Goal of the exercise: Each of the lines from the one that contains "of the railing" to the end of the entries below should be output exactly.

[Provided records — start]

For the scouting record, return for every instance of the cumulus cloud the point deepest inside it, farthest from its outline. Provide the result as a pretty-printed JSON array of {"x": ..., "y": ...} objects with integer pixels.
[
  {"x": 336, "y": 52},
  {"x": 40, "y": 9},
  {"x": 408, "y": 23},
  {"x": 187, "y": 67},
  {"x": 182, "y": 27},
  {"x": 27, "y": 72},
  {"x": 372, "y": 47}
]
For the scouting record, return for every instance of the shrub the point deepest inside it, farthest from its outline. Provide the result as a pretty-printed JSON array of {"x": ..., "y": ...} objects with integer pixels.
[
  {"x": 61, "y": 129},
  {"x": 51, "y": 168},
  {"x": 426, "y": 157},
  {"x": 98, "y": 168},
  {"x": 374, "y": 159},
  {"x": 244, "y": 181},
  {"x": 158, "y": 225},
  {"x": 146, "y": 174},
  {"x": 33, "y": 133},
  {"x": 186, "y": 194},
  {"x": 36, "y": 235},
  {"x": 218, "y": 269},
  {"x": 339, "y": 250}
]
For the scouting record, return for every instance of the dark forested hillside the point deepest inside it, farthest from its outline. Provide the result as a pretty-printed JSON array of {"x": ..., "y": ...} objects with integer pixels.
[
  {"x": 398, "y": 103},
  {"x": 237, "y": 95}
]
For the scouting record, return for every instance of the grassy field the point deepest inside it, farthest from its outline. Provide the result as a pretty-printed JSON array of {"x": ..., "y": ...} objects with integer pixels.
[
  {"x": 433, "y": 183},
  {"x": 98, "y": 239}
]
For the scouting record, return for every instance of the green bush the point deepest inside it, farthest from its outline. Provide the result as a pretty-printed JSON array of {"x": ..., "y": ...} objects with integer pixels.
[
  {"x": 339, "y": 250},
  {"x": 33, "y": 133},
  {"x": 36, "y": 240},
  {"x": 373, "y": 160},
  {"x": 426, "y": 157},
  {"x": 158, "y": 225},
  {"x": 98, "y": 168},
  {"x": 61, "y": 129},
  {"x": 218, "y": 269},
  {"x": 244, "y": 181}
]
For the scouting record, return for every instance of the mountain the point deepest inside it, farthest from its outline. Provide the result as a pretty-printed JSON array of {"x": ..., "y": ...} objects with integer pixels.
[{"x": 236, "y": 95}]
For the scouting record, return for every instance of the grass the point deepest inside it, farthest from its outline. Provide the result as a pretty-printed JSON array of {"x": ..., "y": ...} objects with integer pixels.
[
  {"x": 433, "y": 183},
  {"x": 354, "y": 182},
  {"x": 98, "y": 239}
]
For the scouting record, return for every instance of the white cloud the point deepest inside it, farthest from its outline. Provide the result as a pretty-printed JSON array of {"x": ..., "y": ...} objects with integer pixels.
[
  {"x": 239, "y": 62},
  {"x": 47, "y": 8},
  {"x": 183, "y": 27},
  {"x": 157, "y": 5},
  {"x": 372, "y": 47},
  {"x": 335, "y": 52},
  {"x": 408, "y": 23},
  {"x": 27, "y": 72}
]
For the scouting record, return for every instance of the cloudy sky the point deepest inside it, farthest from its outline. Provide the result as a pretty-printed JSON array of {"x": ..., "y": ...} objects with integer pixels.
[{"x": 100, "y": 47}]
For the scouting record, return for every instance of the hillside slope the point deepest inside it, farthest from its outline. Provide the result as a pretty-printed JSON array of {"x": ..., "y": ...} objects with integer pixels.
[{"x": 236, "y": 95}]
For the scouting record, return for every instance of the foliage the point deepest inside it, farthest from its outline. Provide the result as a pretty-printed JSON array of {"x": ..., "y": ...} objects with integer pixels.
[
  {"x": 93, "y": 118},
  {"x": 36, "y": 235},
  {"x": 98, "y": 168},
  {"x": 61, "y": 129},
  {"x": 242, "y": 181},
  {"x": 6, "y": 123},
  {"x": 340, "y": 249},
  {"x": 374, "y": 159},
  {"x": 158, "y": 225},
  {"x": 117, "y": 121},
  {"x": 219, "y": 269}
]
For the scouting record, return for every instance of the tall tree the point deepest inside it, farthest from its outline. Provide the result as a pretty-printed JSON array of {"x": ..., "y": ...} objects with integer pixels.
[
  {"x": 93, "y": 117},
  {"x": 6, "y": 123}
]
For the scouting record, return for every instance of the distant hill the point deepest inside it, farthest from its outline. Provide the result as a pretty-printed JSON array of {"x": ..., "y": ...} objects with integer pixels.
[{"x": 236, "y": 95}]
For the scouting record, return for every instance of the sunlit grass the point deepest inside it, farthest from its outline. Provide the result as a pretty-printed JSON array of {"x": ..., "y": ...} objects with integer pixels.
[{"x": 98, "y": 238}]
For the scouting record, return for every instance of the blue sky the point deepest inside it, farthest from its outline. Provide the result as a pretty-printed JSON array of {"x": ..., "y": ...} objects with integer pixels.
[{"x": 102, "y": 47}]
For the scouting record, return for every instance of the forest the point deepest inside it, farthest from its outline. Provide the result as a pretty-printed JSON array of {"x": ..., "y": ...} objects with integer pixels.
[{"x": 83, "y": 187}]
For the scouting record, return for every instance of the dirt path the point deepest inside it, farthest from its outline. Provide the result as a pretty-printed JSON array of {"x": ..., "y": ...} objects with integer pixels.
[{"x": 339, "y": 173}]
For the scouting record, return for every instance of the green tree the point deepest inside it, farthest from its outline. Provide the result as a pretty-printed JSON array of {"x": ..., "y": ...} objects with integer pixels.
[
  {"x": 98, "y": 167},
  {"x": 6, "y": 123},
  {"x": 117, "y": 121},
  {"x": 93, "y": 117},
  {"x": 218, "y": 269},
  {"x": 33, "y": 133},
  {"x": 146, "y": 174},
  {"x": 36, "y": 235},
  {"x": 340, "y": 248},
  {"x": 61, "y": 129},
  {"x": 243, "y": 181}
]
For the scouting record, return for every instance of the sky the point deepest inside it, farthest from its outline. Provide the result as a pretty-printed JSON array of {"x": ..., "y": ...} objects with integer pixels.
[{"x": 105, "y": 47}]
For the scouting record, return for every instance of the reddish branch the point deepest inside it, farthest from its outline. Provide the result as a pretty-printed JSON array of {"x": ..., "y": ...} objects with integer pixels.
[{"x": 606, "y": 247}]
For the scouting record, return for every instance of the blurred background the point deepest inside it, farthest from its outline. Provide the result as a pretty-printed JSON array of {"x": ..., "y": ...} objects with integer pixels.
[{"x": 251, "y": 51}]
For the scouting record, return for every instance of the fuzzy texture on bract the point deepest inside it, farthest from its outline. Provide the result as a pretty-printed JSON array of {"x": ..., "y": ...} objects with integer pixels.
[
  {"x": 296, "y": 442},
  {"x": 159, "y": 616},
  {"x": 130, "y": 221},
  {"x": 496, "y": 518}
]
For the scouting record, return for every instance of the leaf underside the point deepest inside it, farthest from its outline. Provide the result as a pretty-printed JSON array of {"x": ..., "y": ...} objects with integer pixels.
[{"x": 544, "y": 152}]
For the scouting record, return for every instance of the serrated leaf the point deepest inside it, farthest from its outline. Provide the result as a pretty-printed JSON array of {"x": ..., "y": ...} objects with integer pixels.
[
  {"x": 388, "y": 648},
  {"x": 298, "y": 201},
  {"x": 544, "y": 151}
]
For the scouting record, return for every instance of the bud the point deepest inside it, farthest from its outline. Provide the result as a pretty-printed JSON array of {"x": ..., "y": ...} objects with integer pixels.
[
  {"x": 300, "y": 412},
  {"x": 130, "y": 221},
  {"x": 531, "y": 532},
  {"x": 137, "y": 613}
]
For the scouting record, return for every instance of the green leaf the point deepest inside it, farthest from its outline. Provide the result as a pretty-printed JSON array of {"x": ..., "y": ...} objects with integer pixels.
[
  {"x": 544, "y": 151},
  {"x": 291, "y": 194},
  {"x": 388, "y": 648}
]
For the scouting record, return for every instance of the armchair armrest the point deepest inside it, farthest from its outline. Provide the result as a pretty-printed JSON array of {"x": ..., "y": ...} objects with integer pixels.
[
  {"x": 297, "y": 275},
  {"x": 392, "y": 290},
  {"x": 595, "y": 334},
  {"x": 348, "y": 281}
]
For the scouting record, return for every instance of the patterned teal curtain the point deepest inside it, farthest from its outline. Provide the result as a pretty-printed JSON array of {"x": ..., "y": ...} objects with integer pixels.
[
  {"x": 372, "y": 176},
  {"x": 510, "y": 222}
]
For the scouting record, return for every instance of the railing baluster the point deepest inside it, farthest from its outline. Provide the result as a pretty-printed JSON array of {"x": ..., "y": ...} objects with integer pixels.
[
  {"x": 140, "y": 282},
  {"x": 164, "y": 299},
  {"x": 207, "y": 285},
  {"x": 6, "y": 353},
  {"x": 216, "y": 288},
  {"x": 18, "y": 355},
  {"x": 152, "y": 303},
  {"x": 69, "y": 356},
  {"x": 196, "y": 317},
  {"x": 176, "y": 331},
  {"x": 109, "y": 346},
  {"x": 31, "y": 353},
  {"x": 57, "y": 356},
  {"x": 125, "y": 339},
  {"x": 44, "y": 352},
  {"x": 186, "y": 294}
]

[Provided records — finish]

Response to the exercise:
For the scouting record, return for every instance of the railing baluster the point deepest inside it, farthest from its outline. Provide the result as a pretty-printed JSON array of {"x": ..., "y": ...} objects with integer pixels.
[
  {"x": 140, "y": 282},
  {"x": 164, "y": 299},
  {"x": 207, "y": 285},
  {"x": 6, "y": 353},
  {"x": 216, "y": 288},
  {"x": 18, "y": 355},
  {"x": 152, "y": 303},
  {"x": 69, "y": 356},
  {"x": 196, "y": 317},
  {"x": 176, "y": 331},
  {"x": 109, "y": 346},
  {"x": 31, "y": 353},
  {"x": 57, "y": 356},
  {"x": 125, "y": 339},
  {"x": 44, "y": 352},
  {"x": 186, "y": 294}
]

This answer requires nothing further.